| WHAT YOU NEED TO DO |
Copy the Roy Orbison passage below word for word, from "In late October" to "and he did.".

| PASSAGE SHOWN |
In late October he was a featured attraction at the Arizona State Fair, in Phoenix. While outside Veterans Memorial Coliseum families rode the Ferris wheel and gambled along the midway, inside Roy Orbison sang his hits. “Cover for me on any notes I don’t hit,” he said to his bass player backstage before the show, and the line got a big laugh; everybody in the room knew he’d hit every note of every song, and he did.
Afterward, he relaxed in the limousine carrying him back to his hotel, looking through the window at the bright neon and flashing lights of the fair. The Phoenix show marked the beginning of a series of Rolling Stone interviews with Orbison, conversations intended not for an obituary but for a story on the celebrated past and promising future of a rock & roll legend. And as Orbison peered through his thick glasses at the fairground sights, he began to reminisce.
“Ever seen a real medicine show?” he asked. “I played at one when I was ten years old, in Vernon, Texas. They just set up a bunch of benches in the dirt and strung up lights. And they told jokes and did skits and had a talent contest and sold this magic elixir. I was co-winner in the talent contest. Won $7.50, but my buddy went with me and carried my guitar and rooted for me, so he figured he ought to have half.” He chuckled softly. “That was my first taste of a manager.”
Roy Kelton Orbison was born in Vernon, Texas, on April 23rd, 1936. When he was six, his parents gave him a guitar; at eight, he showed up so often at auditions for a local radio show that they made him a regular. Orbison loved Lefty Frizzell, Frankie Laine’s pop hit “Jezebel,” the odd instrumental and, after the family moved to Wink, in West Texas, Mexican music and the rhythm & blues songs that would soon coalesce into rock & roll. In high school, Orbison led a band called the Wink Westerners, later renamed the Teen Kings. A few years later the group recorded “Ooby Dooby,” a nonsense rockabilly track written by some of Orbison’s college classmates, in a Dallas studio. That version wasn’t released, and neither was a version cut in Clovis, New Mexico, with future Buddy Holly producer Norman Petty. But Sun Records head Sam Phillips heard the song and invited the Teen Kings to his history-making studio in Memphis. They cut it one more time, and it became a minor hit.

| EXCERPTED RECORDS |
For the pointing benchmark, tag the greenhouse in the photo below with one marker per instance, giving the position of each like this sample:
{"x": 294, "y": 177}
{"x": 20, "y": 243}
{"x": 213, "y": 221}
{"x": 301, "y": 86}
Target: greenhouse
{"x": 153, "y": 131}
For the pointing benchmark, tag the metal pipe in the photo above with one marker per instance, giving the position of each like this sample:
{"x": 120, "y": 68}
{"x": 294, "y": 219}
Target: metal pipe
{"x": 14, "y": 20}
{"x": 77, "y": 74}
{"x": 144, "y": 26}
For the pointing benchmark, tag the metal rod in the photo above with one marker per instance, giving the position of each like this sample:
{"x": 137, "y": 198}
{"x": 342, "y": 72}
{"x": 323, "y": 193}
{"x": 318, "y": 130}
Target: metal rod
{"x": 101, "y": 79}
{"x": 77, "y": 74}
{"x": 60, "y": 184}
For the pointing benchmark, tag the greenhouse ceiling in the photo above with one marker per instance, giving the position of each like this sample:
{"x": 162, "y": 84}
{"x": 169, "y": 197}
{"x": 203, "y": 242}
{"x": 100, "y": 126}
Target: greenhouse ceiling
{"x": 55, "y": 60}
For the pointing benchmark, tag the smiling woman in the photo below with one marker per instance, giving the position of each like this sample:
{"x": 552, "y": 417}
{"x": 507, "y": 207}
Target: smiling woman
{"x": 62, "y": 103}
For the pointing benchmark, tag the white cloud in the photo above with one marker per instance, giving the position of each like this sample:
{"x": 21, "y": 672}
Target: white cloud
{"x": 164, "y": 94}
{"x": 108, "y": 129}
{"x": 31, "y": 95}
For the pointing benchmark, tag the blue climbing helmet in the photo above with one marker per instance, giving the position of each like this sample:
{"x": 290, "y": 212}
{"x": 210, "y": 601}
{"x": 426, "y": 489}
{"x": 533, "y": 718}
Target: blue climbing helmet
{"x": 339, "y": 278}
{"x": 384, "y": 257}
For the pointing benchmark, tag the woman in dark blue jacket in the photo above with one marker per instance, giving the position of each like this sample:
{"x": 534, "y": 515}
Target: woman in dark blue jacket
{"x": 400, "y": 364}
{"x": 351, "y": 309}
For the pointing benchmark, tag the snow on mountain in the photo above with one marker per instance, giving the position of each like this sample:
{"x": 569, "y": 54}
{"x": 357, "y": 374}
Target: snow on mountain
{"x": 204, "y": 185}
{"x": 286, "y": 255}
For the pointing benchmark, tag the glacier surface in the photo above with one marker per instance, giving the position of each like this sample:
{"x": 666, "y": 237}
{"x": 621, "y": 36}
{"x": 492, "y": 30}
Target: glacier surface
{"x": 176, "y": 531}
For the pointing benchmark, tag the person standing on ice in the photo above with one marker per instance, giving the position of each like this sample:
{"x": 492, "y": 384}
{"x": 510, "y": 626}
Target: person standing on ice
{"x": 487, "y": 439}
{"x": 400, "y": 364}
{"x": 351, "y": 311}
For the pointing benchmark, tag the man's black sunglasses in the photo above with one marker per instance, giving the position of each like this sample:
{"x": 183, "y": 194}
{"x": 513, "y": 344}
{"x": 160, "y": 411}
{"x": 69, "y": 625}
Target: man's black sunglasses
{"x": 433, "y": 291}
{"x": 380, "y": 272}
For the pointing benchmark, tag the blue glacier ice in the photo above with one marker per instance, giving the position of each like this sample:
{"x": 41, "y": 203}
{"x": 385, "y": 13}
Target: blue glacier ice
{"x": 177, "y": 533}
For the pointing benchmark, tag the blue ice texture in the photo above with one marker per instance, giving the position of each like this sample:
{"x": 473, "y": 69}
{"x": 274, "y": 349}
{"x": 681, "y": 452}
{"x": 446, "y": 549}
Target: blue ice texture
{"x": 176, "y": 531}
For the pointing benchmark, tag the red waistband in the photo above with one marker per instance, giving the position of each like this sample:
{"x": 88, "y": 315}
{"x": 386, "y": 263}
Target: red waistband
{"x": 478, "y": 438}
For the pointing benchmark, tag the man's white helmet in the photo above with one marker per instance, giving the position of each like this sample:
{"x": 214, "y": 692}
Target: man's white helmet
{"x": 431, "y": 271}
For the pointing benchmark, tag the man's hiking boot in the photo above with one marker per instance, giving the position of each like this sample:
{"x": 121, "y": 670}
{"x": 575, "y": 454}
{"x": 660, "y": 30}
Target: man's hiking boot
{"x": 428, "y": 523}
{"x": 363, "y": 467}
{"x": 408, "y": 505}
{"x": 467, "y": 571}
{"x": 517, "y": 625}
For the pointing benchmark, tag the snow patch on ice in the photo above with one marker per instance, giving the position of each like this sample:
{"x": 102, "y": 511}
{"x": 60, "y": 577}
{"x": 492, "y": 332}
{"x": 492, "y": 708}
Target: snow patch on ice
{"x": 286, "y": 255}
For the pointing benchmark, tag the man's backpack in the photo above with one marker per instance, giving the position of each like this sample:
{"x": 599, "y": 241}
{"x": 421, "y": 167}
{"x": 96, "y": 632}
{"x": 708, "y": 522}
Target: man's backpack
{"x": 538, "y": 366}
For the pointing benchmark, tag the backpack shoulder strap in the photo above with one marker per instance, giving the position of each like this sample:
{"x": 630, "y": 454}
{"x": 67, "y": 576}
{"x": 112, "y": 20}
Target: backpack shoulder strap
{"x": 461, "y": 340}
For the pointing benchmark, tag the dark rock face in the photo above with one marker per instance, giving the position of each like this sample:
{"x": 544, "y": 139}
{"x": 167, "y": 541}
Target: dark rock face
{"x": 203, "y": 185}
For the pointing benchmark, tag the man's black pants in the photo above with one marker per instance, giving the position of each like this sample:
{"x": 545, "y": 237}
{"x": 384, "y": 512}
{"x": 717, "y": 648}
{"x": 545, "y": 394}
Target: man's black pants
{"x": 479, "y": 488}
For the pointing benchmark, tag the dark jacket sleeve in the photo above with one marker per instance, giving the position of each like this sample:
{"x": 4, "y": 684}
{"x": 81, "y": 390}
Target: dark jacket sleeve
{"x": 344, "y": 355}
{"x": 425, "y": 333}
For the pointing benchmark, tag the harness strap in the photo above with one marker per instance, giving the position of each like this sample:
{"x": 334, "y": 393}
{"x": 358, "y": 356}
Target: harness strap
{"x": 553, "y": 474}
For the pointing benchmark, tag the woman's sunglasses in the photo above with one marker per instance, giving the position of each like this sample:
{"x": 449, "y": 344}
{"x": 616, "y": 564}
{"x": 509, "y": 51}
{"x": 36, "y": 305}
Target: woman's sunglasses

| FINISHED TASK |
In late October he was a featured attraction at the Arizona State Fair, in Phoenix. While outside Veterans Memorial Coliseum families rode the Ferris wheel and gambled along the midway, inside Roy Orbison sang his hits. “Cover for me on any notes I don’t hit,” he said to his bass player backstage before the show, and the line got a big laugh; everybody in the room knew he’d hit every note of every song, and he did.